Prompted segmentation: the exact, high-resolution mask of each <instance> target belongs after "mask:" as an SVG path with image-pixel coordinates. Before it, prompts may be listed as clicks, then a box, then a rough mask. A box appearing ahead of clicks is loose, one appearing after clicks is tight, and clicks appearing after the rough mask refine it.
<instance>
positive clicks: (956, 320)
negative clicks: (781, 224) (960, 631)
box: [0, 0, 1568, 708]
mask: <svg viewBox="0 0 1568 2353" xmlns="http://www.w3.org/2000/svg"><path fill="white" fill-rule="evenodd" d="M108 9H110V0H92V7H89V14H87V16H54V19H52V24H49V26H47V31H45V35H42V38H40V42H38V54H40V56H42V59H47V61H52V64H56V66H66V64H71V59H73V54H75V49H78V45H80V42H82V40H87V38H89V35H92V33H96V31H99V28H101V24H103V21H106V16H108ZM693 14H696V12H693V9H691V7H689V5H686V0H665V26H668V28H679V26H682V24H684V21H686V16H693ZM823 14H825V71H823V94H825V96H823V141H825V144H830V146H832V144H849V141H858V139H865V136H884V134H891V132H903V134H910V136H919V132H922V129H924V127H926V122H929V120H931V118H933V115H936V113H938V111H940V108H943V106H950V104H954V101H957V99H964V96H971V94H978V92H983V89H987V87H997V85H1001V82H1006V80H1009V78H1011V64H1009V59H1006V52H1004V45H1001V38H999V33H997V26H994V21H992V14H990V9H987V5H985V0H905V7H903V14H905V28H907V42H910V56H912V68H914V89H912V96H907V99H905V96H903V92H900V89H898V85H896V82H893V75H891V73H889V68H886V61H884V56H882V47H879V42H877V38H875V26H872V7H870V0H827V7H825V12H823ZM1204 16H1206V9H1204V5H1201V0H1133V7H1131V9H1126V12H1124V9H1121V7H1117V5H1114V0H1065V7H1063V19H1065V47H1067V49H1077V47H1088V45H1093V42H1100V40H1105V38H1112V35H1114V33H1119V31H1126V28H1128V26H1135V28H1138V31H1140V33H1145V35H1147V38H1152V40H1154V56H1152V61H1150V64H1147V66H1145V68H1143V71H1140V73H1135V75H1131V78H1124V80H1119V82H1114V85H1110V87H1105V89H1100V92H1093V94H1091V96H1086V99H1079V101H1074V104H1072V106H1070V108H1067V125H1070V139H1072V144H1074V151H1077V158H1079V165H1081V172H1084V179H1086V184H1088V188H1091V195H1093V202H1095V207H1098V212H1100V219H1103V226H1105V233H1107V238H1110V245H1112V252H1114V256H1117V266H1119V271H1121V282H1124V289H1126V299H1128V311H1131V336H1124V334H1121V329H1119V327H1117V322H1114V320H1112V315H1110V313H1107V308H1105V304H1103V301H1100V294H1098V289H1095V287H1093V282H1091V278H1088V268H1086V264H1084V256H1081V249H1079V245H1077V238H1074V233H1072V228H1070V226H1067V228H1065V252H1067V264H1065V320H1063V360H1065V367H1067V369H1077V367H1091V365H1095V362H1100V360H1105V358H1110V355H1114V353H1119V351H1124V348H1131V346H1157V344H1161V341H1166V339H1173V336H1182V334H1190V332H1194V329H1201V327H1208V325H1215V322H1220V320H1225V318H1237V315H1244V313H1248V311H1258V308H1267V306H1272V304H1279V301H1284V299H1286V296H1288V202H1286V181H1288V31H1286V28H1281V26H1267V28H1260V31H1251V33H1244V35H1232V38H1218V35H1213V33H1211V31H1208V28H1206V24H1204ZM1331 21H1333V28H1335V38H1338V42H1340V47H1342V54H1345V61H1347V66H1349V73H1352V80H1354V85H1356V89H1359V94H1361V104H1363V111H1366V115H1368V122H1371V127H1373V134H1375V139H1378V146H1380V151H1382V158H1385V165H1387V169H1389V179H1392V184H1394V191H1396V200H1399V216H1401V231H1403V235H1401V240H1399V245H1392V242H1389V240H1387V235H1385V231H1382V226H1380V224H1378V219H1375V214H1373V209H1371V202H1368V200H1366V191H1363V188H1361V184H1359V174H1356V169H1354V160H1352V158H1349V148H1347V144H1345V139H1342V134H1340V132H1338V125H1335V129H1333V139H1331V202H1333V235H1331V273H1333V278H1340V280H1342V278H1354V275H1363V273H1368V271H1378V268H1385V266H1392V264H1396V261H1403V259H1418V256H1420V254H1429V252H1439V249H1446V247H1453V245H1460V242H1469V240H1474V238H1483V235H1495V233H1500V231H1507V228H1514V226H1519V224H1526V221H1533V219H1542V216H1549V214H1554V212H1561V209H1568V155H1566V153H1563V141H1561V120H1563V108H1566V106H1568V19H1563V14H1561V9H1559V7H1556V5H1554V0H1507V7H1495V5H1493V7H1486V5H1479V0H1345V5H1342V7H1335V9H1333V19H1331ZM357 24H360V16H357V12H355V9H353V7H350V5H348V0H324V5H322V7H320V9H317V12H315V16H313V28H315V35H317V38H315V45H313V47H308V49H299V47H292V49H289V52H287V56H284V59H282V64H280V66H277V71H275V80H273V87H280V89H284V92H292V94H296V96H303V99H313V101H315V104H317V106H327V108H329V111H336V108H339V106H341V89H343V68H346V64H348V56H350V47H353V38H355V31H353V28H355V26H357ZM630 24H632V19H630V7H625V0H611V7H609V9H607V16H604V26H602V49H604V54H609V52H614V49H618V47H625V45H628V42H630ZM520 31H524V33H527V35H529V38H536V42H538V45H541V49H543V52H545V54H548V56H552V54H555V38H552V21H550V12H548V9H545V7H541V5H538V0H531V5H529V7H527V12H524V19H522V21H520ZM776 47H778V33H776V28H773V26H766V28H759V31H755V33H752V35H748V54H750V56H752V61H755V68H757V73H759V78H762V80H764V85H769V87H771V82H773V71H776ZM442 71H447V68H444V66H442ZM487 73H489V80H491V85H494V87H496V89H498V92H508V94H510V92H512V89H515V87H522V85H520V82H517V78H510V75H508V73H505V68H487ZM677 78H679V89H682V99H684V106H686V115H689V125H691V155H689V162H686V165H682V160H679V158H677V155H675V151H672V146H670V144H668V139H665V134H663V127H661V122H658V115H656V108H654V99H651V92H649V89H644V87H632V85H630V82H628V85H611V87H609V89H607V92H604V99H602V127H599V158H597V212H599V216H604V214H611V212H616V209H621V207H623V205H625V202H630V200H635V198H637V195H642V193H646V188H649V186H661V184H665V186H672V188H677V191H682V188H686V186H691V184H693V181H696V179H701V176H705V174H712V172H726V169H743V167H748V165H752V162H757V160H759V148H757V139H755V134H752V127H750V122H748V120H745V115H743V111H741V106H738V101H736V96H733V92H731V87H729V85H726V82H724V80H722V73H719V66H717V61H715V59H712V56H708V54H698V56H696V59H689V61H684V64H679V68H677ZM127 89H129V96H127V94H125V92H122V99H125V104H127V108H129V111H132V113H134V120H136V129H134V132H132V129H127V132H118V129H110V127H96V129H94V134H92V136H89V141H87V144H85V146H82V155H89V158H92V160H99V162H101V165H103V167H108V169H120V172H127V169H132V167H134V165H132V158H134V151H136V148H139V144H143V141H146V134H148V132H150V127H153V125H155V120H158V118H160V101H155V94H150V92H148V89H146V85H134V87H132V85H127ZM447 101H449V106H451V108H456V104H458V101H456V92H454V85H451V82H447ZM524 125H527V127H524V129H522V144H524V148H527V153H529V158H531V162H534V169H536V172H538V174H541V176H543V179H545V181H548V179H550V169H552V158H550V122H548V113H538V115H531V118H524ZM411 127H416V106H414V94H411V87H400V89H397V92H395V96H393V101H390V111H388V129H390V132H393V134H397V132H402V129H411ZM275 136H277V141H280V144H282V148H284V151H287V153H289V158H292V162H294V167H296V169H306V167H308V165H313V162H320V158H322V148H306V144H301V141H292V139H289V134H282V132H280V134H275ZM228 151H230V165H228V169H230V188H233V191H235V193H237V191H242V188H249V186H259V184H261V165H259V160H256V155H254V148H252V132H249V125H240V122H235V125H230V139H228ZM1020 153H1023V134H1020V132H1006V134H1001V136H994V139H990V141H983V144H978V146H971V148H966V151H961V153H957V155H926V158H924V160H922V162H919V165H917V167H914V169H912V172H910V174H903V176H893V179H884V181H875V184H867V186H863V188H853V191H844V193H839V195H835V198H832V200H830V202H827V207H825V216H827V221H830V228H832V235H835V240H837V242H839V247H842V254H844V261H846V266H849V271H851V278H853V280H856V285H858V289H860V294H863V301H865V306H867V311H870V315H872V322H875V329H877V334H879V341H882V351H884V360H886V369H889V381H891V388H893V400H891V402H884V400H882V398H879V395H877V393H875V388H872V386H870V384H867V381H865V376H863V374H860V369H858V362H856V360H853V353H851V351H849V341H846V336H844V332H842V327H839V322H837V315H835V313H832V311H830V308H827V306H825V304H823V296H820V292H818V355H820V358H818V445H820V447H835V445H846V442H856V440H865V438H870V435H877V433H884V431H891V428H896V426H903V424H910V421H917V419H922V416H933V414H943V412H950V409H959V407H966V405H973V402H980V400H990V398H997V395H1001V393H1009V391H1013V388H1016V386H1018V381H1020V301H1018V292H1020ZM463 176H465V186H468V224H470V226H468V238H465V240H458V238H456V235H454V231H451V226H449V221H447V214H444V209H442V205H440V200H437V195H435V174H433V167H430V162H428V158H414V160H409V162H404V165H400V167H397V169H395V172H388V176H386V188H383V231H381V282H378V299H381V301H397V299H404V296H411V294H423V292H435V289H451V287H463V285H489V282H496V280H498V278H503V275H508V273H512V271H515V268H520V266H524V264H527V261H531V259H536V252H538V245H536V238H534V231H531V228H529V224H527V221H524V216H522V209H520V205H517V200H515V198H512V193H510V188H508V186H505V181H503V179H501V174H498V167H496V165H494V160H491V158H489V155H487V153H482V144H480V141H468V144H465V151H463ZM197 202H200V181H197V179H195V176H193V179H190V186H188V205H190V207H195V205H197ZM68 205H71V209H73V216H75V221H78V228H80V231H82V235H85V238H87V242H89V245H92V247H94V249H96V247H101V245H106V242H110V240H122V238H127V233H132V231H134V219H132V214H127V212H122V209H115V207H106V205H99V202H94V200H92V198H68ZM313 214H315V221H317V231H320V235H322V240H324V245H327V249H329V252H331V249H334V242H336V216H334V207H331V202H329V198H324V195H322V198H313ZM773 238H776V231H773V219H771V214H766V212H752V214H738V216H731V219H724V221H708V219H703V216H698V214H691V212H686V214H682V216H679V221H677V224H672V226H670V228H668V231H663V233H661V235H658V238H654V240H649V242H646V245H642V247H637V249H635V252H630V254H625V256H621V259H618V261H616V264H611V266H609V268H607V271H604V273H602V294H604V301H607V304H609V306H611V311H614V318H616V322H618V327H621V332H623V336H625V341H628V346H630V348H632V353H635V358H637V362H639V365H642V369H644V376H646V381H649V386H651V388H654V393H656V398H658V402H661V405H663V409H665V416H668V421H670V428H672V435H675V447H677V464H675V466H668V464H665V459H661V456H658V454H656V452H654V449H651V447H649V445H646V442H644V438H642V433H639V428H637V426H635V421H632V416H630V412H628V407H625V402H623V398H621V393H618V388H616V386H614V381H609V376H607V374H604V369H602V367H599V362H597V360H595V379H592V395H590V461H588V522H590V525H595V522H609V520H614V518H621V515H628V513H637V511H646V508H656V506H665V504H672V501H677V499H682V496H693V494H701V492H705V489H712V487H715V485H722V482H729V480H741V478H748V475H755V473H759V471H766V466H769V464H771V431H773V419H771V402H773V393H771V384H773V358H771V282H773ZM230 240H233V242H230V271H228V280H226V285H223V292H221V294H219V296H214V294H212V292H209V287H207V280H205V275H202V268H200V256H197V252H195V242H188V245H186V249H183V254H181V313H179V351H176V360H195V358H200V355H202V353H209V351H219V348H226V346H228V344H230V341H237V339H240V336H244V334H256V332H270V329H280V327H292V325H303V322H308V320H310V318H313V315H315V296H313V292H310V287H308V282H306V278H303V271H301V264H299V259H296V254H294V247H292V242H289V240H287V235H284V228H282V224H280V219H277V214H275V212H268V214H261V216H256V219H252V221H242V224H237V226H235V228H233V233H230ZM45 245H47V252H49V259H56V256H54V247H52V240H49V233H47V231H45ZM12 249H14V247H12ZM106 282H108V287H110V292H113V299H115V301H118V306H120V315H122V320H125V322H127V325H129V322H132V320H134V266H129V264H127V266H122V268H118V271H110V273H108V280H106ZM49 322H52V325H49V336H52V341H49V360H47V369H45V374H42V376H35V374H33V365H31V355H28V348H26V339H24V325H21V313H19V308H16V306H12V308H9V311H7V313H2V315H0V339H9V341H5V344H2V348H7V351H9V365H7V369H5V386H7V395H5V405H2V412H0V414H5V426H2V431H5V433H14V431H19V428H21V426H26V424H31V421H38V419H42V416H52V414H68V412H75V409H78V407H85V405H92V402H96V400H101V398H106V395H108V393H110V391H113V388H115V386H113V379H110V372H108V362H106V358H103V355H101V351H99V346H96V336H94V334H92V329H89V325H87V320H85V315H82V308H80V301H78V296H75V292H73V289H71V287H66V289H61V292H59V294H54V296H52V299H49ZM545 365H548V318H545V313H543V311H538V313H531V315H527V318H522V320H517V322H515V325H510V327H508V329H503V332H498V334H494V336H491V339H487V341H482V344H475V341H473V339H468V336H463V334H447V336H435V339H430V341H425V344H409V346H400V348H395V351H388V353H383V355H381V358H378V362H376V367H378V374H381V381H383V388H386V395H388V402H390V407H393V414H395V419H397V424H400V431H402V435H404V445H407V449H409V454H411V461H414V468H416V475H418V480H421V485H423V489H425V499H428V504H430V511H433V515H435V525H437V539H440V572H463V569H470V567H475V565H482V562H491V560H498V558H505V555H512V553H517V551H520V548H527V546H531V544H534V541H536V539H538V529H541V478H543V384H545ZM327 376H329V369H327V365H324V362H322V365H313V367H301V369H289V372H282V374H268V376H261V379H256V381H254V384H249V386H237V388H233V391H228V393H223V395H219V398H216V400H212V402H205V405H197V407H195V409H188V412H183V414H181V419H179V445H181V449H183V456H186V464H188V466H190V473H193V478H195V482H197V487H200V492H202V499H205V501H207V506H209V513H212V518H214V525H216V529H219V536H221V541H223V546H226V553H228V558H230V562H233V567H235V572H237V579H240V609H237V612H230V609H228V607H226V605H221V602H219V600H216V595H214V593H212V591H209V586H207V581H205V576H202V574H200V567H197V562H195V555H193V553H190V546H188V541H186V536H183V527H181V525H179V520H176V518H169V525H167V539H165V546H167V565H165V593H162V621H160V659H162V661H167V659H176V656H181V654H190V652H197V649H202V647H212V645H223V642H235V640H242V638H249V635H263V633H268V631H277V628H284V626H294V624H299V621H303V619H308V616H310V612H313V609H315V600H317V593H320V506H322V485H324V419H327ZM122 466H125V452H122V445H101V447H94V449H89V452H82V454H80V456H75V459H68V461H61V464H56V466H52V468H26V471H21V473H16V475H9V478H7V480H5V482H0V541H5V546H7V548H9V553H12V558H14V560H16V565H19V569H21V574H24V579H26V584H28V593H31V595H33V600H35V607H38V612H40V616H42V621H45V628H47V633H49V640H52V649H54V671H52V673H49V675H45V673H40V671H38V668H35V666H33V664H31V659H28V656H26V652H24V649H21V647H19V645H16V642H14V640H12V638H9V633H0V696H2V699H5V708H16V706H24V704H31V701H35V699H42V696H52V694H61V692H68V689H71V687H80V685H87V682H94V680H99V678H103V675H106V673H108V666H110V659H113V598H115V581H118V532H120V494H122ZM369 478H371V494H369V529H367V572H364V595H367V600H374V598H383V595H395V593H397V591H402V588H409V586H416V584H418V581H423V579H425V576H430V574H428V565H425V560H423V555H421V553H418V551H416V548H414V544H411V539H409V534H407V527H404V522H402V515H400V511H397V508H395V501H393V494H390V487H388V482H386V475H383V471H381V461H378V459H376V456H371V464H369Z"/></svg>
^^^^
## WHAT THIS TASK INVOLVES
Only the lines above from the line with "positive clicks: (956, 320)" to the line with "negative clicks: (781, 224) (960, 631)", those two lines included, should be reproduced exactly.

## THE COMPLETED TASK
positive clicks: (956, 320)
negative clicks: (781, 224) (960, 631)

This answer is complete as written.